■ What the task requires:
Write out the full listing again, exactly as it stands.

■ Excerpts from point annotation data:
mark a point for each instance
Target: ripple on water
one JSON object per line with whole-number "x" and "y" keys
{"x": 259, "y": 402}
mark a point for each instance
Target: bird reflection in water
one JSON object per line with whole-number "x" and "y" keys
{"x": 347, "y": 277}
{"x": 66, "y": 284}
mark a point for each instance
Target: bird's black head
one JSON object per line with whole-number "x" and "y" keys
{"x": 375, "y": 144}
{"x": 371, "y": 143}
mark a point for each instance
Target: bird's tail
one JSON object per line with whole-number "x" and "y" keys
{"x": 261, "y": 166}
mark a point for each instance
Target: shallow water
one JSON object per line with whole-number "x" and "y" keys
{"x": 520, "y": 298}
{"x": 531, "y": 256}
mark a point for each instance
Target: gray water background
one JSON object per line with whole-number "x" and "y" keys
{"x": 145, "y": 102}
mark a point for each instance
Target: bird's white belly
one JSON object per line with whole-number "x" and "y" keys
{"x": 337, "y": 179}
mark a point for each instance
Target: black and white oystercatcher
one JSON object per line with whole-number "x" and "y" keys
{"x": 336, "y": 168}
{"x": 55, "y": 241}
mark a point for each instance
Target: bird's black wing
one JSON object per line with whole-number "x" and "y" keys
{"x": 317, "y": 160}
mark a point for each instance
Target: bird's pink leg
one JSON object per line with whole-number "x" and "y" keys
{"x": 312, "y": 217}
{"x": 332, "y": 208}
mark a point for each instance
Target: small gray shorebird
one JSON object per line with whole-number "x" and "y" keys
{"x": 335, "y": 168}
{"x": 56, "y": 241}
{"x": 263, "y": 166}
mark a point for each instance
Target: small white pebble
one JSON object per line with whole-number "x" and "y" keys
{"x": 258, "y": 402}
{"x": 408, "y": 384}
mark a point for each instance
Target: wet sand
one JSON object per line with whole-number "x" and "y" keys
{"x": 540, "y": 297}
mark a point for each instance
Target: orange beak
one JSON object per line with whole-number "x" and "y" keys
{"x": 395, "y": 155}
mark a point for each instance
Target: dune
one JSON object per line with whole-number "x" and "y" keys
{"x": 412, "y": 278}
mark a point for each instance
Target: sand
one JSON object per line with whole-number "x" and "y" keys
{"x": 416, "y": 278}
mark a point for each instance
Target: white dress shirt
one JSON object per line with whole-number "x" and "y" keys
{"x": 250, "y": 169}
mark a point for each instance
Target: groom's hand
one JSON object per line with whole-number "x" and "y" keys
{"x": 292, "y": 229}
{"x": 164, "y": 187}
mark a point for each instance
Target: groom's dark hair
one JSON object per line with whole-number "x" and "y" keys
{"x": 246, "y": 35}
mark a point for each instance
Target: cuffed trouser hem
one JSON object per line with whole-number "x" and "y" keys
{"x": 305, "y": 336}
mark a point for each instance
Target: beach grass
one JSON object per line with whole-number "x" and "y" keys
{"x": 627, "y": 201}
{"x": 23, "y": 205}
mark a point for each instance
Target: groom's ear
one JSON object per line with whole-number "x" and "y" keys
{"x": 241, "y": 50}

■ Result of the exercise:
mark a point for each instance
Target: ripple on water
one JSON object per line with whole-number "x" and "y" keys
{"x": 259, "y": 402}
mark a point for each instance
Target: bird reflection in water
one JSON object per line with whole-number "x" and "y" keys
{"x": 347, "y": 277}
{"x": 66, "y": 284}
mark a point for each instance
Target: bird's black head
one JSON object per line with whole-number "x" and "y" keys
{"x": 375, "y": 144}
{"x": 371, "y": 143}
mark a point for each instance
Target: bird's tail
one JSON object per line with whole-number "x" and "y" keys
{"x": 261, "y": 166}
mark a point for each instance
Target: shallow water
one JSON object per line with whole-number "x" and "y" keys
{"x": 520, "y": 298}
{"x": 531, "y": 256}
mark a point for each instance
Target: gray water background
one JSON object per line with whole-number "x" and "y" keys
{"x": 145, "y": 102}
mark a point for each instance
Target: bird's white belly
one JSON object per line with whole-number "x" and "y" keys
{"x": 337, "y": 179}
mark a point for each instance
Target: black and white oystercatcher
one JSON object per line with whole-number "x" and "y" keys
{"x": 336, "y": 168}
{"x": 55, "y": 241}
mark a point for each instance
Target: bird's black wing
one JSON object per line with whole-number "x" and "y" keys
{"x": 317, "y": 160}
mark a point for each instance
Target: bird's pink leg
one JSON object per line with whole-number "x" and "y" keys
{"x": 312, "y": 217}
{"x": 332, "y": 208}
mark a point for each instance
Target: small gray shorebird
one JSON object per line with whole-number "x" and "y" keys
{"x": 335, "y": 168}
{"x": 56, "y": 241}
{"x": 263, "y": 166}
mark a point for each instance
Target: small white pebble
one JSON object per line with whole-number "x" and "y" keys
{"x": 258, "y": 402}
{"x": 408, "y": 384}
mark a point for each instance
Target: wet sand
one JSON object per line with whole-number "x" and "y" keys
{"x": 540, "y": 297}
mark a point for each instance
Target: orange beak
one JSON object per line with whole-number "x" and "y" keys
{"x": 395, "y": 155}
mark a point for each instance
Target: dune
one JSON object per line with whole-number "x" and "y" keys
{"x": 412, "y": 278}
mark a point for each instance
Target: sand
one JSON object per line with whole-number "x" and "y" keys
{"x": 416, "y": 278}
mark a point for each instance
Target: white dress shirt
one JSON object per line with whole-number "x" and "y" keys
{"x": 250, "y": 169}
mark a point for each instance
Target: groom's hand
one JSON object per line with whole-number "x" and "y" keys
{"x": 292, "y": 229}
{"x": 164, "y": 187}
mark a point for each instance
Target: groom's dark hair
one JSON object per line with whole-number "x" and "y" keys
{"x": 246, "y": 35}
mark a point for each instance
Target: cuffed trouser hem
one JSON object per line with whole-number "x" and "y" keys
{"x": 305, "y": 336}
mark a point for each instance
Target: beach grass
one JSON object per line with whole-number "x" and "y" keys
{"x": 627, "y": 201}
{"x": 23, "y": 205}
mark a point for each instance
Target: groom's ear
one JSON object per line with whole-number "x" and "y" keys
{"x": 241, "y": 50}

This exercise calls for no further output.